GIVEN TEXT:
= = = = = = =
This PR introduces a centralized k-nearest neighbor (KNN) distance calculation
engine (knn-engine.R) and extensive refactoring of distance
calculations across the CAST package. The refactor replaces fragmented distance
computation logic with a unified, modular architecture while maintaining backward
compatibility through deprecation warnings. This represents a significant
architectural improvement that simplifies dependency management, improves code
maintainability, and sets the foundation for future parallelization.

1. KNN-Engine Architecture (`knn-engine.R`)

1.1 Core Design Principles

The new KNN engine is built on a preprocessor-calculator pattern that
separates distance metric preprocessing from pairwise distance computation:

Input Data → Normalization → Metric-Specific Preprocessing → 
Distance Calculation (philentropy) → k-NN Selection → Output

1.2 Key Functions

`.distance(reference, query, dist_fun)`

Purpose: Compute pairwise distance matrix between reference and query observations
Preprocessing Routing:
- "euclidean" → default normalization only
- "mahalanobis" → covariance pseudo-inversion + linear transformation
- "gower" → reference-based min/max scaling + factor encoding
Key Assumptions:
1. Reference is canonical: Scaling parameters derived from reference apply to query
2. Mahalanobis preprocessing is exact: Uses Cholesky decomposition (fallback to eigenvalue decomposition if numerically unstable)
= = = = = = =
STORED ROWS:
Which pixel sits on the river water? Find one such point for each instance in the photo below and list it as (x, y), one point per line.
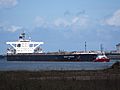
(41, 66)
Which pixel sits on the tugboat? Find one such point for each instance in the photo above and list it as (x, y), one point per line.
(102, 58)
(27, 50)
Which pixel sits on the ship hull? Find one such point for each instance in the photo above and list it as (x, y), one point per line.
(54, 57)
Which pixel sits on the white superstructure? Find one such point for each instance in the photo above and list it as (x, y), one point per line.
(24, 46)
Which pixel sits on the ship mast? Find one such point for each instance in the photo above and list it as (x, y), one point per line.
(24, 45)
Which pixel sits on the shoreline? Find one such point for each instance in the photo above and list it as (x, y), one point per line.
(107, 79)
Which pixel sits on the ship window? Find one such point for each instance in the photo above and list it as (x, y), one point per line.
(18, 45)
(30, 45)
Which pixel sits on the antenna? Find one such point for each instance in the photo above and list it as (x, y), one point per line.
(101, 48)
(85, 46)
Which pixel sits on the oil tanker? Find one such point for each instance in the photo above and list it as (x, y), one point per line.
(27, 50)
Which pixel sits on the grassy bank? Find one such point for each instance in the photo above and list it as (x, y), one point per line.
(108, 79)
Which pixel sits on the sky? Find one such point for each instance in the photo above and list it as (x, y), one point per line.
(61, 24)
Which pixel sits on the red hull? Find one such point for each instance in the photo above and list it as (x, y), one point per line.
(102, 60)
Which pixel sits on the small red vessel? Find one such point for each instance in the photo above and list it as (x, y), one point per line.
(102, 58)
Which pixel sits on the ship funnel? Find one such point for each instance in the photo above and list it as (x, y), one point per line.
(22, 36)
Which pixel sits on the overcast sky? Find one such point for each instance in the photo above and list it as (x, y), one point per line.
(62, 24)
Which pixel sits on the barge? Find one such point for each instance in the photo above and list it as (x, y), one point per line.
(27, 50)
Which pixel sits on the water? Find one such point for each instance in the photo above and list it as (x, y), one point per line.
(39, 66)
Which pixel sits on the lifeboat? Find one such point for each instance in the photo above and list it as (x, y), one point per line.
(102, 58)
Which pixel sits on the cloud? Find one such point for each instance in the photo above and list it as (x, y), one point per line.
(8, 3)
(60, 22)
(14, 28)
(10, 28)
(63, 22)
(114, 20)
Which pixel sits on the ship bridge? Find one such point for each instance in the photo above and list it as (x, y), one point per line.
(24, 46)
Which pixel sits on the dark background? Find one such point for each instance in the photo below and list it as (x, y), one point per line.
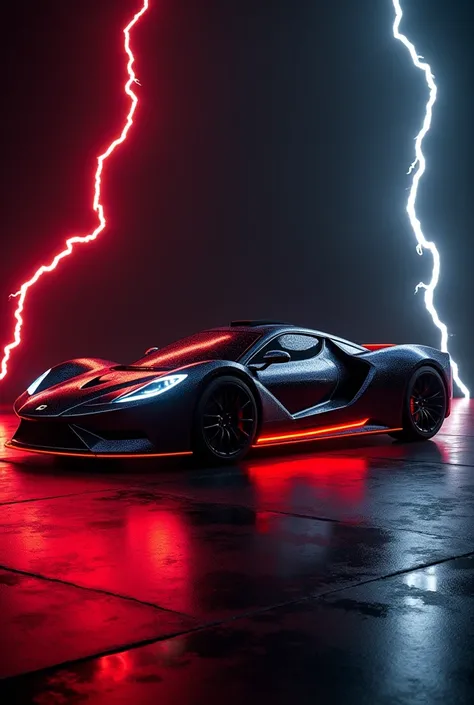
= = = = = = =
GIVEN TASK A:
Decide whether each statement agrees with the KNN engine description. (i) The refactor gives up backward compatibility. (ii) For "gower", preprocessing uses reference-based min/max scaling and factor encoding. (iii) Mahalanobis preprocessing uses eigenvalue decomposition first and falls back to Cholesky decomposition.
GIVEN TASK B:
In the KNN engine description, reproduce everything from "This PR introduces" down to "for future parallelization.".

EXERCISE ANSWER A:
(i) No: "while maintaining backward compatibility through deprecation warnings"
(ii) Yes: "reference-based min/max scaling + factor encoding"
(iii) No: "Uses Cholesky decomposition (fallback to eigenvalue decomposition if numerically unstable)"

EXERCISE ANSWER B:
This PR introduces a centralized k-nearest neighbor (KNN) distance calculation
engine (knn-engine.R) and extensive refactoring of distance
calculations across the CAST package. The refactor replaces fragmented distance
computation logic with a unified, modular architecture while maintaining backward
compatibility through deprecation warnings. This represents a significant
architectural improvement that simplifies dependency management, improves code
maintainability, and sets the foundation for future parallelization.